>> BEGIN Given records

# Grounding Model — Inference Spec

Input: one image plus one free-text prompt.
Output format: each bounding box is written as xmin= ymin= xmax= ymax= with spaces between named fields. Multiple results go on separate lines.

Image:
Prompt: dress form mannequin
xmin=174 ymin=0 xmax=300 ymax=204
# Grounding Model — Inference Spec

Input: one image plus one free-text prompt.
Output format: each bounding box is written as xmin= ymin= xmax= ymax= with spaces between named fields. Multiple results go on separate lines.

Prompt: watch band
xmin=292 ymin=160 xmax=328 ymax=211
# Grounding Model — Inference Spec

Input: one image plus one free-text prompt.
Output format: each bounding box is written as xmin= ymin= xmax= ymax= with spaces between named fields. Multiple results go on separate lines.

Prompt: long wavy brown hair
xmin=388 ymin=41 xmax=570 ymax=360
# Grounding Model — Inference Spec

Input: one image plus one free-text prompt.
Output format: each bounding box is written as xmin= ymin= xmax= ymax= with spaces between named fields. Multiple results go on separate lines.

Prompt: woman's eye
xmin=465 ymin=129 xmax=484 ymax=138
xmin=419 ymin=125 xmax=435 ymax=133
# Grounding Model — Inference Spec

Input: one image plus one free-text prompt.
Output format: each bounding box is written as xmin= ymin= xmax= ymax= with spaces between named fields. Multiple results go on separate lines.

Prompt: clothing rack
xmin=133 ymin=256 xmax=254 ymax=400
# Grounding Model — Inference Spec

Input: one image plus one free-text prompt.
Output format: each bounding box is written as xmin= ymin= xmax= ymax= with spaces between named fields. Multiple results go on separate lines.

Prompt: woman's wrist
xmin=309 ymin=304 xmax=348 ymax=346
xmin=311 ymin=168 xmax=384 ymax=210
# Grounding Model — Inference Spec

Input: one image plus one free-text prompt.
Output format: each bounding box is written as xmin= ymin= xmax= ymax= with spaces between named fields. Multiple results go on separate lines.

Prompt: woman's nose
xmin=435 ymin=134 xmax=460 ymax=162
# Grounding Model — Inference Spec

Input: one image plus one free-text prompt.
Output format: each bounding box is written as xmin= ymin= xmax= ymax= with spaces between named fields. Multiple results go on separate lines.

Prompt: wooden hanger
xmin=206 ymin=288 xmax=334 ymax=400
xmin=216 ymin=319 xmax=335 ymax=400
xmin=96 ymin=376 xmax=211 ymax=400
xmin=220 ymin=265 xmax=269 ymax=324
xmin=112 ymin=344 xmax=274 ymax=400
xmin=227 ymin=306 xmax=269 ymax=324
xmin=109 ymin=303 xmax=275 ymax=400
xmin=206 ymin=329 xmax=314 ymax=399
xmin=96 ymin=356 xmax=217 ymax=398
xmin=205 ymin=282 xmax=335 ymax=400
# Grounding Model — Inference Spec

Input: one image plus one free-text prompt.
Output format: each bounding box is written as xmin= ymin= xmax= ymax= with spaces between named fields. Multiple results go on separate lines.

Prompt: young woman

>> END Given records

# [What to produce]
Reproduce the data verbatim, beginning with the first line and ending with the line that contains "xmin=292 ymin=160 xmax=328 ymax=211", both included.

# [Task result]
# Grounding Model — Inference Spec

Input: one image plus one free-text prompt.
Output format: each bounding box is written as xmin= ymin= xmax= ymax= with spaces between named fields. Multiple results go on separate lines.

Image:
Prompt: dress form mannequin
xmin=174 ymin=0 xmax=300 ymax=204
# Grounding Model — Inference Spec

Input: one image plus one free-text prompt.
Output format: each bounding box is written as xmin= ymin= xmax= ymax= with spaces between named fields. Multiple results go on separate lines.

Prompt: watch band
xmin=292 ymin=160 xmax=328 ymax=211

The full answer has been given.